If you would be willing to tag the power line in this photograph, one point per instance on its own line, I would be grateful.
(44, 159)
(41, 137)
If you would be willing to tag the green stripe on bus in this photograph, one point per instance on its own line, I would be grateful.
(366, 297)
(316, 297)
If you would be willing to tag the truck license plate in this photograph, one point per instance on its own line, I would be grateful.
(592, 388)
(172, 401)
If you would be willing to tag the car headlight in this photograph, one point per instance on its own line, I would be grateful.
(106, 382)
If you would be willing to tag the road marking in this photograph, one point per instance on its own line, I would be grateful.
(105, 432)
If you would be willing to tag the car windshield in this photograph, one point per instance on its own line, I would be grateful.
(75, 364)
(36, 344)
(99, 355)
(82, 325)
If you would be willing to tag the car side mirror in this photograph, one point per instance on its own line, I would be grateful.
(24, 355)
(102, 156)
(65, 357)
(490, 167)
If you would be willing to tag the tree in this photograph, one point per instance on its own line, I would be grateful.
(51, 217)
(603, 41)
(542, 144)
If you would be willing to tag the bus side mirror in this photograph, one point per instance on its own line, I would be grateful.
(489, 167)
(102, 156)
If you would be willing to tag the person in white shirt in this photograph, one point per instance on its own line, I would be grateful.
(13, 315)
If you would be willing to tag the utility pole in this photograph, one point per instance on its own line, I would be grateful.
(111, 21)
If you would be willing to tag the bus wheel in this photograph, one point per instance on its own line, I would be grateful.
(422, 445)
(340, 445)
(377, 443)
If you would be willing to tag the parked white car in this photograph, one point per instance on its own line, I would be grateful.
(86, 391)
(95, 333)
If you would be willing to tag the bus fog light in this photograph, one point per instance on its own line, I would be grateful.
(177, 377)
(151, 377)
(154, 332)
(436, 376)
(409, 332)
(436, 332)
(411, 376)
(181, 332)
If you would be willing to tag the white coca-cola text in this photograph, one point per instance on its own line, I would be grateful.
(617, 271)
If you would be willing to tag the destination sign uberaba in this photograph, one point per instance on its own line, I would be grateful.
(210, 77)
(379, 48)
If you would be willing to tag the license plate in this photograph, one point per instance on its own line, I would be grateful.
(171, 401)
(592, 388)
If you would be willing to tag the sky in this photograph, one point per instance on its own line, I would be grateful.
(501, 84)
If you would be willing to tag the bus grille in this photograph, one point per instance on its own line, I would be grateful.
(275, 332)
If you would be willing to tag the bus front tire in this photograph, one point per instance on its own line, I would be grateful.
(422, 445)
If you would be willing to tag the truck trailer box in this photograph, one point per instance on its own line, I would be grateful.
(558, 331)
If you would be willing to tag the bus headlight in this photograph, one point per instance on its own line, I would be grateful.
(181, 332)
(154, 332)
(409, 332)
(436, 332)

### Try it
Every entry needs to be written out again, exactly as given.

### Exercise result
If you would be willing to tag the power line in this photograph, one point per instance on its own line, I would be grateful.
(44, 159)
(41, 137)
If you would be willing to tag the green stripe on bus in this photograph, one point per instance on its own line, I would be grateful.
(366, 297)
(316, 297)
If you would be willing to tag the truck license plate in this photograph, one point per instance on its own line, I would be grateful.
(592, 388)
(172, 401)
If you would be willing to tag the car headlight in this photograph, one point per instance on its own line, I would be grateful.
(106, 382)
If you would be willing to tag the road marking in this photograph, one point per instance on its own line, I would be grateful.
(105, 432)
If you would be willing to tag the car windshield in this photograph, one point per instance on its own line, I would be grateful.
(75, 364)
(36, 344)
(99, 355)
(82, 325)
If you would be willing to tag the car side mirror in this photograph, one point per instance on its own line, I would be grateful.
(24, 355)
(102, 156)
(65, 357)
(490, 167)
If you would be willing to tag the tree in this photograph, one point per instance on its own line, I would be grateful.
(51, 217)
(603, 41)
(542, 144)
If you would be willing to tag the bus side mirror in this photograph, one point per instance on its own line, I would be grateful.
(489, 167)
(102, 156)
If you would be willing to tag the person in white shirt in this photograph, one point per instance on its own line, I would be grateful.
(13, 315)
If you would be willing to tag the utility pole in this photograph, one point per instance on its own line, I would be grateful.
(111, 21)
If you would be willing to tag the bus wheel in this photograph, one point per instance on its own line, I would be grateful.
(422, 445)
(340, 445)
(377, 443)
If you would be willing to tag the parked white car in this photograph, one point per instance on its own line, I would be grateful.
(86, 391)
(95, 333)
If you would be willing to tag the bus fog light in this photograph, one point per instance on its own line, I would be grateful.
(177, 377)
(151, 377)
(154, 332)
(436, 376)
(409, 332)
(436, 332)
(411, 376)
(181, 332)
If you would be willing to tag the white coca-cola text in this photograph, one point per instance on its own line, I would be grateful.
(617, 271)
If you would be willing to tag the destination sign uberaba in this photograph, one point per instance on its own line, I would be grateful.
(210, 77)
(379, 48)
If you would be willing to tag the license plate in this photograph, one point per instance on its own line, I would be grateful.
(171, 401)
(592, 388)
If you would be willing to tag the sky in this photograph, one point per instance on its own line, I would be grateful.
(501, 84)
If you would be willing to tag the bus grille in this photograph, one point per instance on its own line, I would be grateful.
(275, 332)
If you would be willing to tag the bus front tire in this photograph, one point per instance on its own line, I would be grateful.
(422, 445)
If you would be willing to tag the truck trailer box in this photograph, one point per instance on its own line, I would be grateful.
(558, 331)
If you would be willing to tag the bus headlight in this photograph, one point per instance on its own line, I would be grateful.
(181, 332)
(154, 332)
(409, 332)
(436, 332)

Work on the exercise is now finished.